====== Records for the exercise ======

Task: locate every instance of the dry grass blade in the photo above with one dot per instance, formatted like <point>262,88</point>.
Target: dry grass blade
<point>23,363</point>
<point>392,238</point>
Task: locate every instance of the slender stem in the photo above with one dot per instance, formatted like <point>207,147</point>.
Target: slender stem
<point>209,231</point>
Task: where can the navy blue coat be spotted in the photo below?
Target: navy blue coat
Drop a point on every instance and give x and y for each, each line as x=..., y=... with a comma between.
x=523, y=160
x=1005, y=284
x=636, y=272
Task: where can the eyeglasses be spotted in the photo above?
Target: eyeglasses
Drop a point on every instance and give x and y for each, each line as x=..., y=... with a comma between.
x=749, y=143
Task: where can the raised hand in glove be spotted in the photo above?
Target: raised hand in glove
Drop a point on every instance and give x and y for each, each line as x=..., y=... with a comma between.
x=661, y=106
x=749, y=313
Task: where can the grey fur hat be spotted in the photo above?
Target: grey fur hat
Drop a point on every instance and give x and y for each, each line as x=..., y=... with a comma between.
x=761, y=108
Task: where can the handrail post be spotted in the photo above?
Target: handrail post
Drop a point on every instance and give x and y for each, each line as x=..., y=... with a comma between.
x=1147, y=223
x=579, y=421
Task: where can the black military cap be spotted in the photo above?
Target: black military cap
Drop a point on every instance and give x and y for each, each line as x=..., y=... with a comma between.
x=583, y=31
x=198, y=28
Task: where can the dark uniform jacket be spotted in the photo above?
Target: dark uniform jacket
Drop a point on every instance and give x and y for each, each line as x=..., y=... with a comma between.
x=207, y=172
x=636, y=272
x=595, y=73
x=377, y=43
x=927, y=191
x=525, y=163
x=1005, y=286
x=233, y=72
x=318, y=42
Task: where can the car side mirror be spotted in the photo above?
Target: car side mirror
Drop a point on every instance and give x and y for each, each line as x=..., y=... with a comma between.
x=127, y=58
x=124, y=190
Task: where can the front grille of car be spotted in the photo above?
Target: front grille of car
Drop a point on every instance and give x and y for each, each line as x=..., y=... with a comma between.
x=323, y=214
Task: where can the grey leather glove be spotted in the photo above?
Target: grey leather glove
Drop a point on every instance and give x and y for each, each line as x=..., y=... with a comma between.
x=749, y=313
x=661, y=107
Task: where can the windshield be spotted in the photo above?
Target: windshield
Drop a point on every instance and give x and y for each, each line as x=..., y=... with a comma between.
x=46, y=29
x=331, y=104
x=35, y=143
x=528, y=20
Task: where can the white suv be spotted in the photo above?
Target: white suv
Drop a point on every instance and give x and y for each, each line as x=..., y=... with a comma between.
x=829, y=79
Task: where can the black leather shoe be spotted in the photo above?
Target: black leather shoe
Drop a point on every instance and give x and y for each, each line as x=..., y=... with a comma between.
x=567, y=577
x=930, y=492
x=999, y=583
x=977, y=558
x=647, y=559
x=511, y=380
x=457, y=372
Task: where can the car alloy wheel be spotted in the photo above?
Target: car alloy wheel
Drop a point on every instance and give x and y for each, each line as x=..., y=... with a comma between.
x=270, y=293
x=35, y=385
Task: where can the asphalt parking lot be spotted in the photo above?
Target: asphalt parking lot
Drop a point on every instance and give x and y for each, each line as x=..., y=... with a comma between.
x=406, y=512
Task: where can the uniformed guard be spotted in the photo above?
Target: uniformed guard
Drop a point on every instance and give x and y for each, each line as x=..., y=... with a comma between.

======

* _Aim of the task_:
Write out all the lines again, exactly as they are.

* _Result_:
Task: locate every instance of the dry grass blade in the photo above with one dot per instance, formatted like <point>262,88</point>.
Target: dry grass blade
<point>23,363</point>
<point>392,238</point>
Task: locate every instance of the slender stem in the photo above with one dot per instance, formatted like <point>207,147</point>.
Target: slender stem
<point>209,231</point>
Task: where can the navy blue coat be spotted in the photo below?
Target: navy blue coat
Drop a point on every instance and give x and y for each, each line as x=..., y=... with a comma between.
x=523, y=160
x=1005, y=284
x=636, y=272
Task: where can the eyeglasses be spotted in the photo above?
Target: eyeglasses
Drop a point on every instance and give x and y for each, each line as x=..., y=... with a comma between.
x=749, y=143
Task: where can the raised hand in glove be spotted in the photo above?
Target: raised hand in glove
Drop a point on every instance and give x and y for each, each line as x=..., y=... with a comma between.
x=661, y=106
x=749, y=313
Task: where can the grey fur hat be spotted in the photo above?
Target: grey fur hat
Drop a point on every instance and give x and y for each, each line as x=..., y=... with a comma between.
x=761, y=108
Task: where can the handrail post be spotted in the photo above?
Target: handrail post
Drop a point on every instance and give x and y for each, each line as x=..., y=... with a comma between.
x=1147, y=223
x=579, y=421
Task: where can the black military cap be spotted in the photo above?
Target: black military cap
Drop a point on every instance and give x and y for each, each line as x=..., y=... with a comma between.
x=583, y=31
x=198, y=28
Task: where can the dark uniform jacket be spotted in the photo above?
Target: dark uniform jacket
Drop a point on every instance and give x and y for each, each line as x=..., y=... with a comma between.
x=207, y=172
x=636, y=272
x=595, y=73
x=377, y=43
x=927, y=191
x=525, y=163
x=1005, y=286
x=233, y=72
x=318, y=42
Task: where can the car side mirror be spotted in the photo above?
Target: car side mirror
Drop a point on every instance and give x and y for each, each line as x=..., y=... with a comma between.
x=127, y=58
x=124, y=190
Task: where can the front grille of car be spotted in the photo above?
Target: front grille of car
Drop a point on every instance and give x and y for each, each line as x=..., y=... with a comma between.
x=323, y=214
Task: where can the grey leather glove be spotted in the photo above?
Target: grey leather glove
Drop a point on every instance and give x and y for each, each line as x=..., y=... with a comma between.
x=749, y=313
x=661, y=107
Task: where can the windshield be spotted in the photo above?
Target: windshield
Drop a point on every instance and give x and y for each, each line as x=..., y=... with a comma between.
x=46, y=29
x=331, y=104
x=35, y=143
x=528, y=20
Task: where can the white suv be spotted in the photo above?
Target: white suv
Drop a point on every instance and give x and y for each, each line as x=..., y=... with a comma between.
x=829, y=79
Task: where can the black leather shoe be spotted in the photo above?
Target: black leather shoe
Drop a point on every instance and give x and y for each, each line as x=..., y=... with a comma between.
x=567, y=577
x=930, y=492
x=999, y=583
x=977, y=558
x=647, y=559
x=511, y=380
x=457, y=372
Task: where can the car alloy wheel be spotted in the photo above?
Target: car alloy wheel
Drop a point on every instance and give x and y for each, each line as x=..., y=... with a comma between.
x=270, y=293
x=35, y=385
Task: where can the asphalt parking lot be spotted in the photo above?
Target: asphalt parking lot
Drop a point on every instance and give x and y for each, each line as x=..., y=... with a comma between.
x=406, y=512
Task: where can the uniformed guard be spotted in the photo above?
Target: uniformed guard
Drop a point on every instance and give x and y for each, each line as x=..., y=... with a comma between.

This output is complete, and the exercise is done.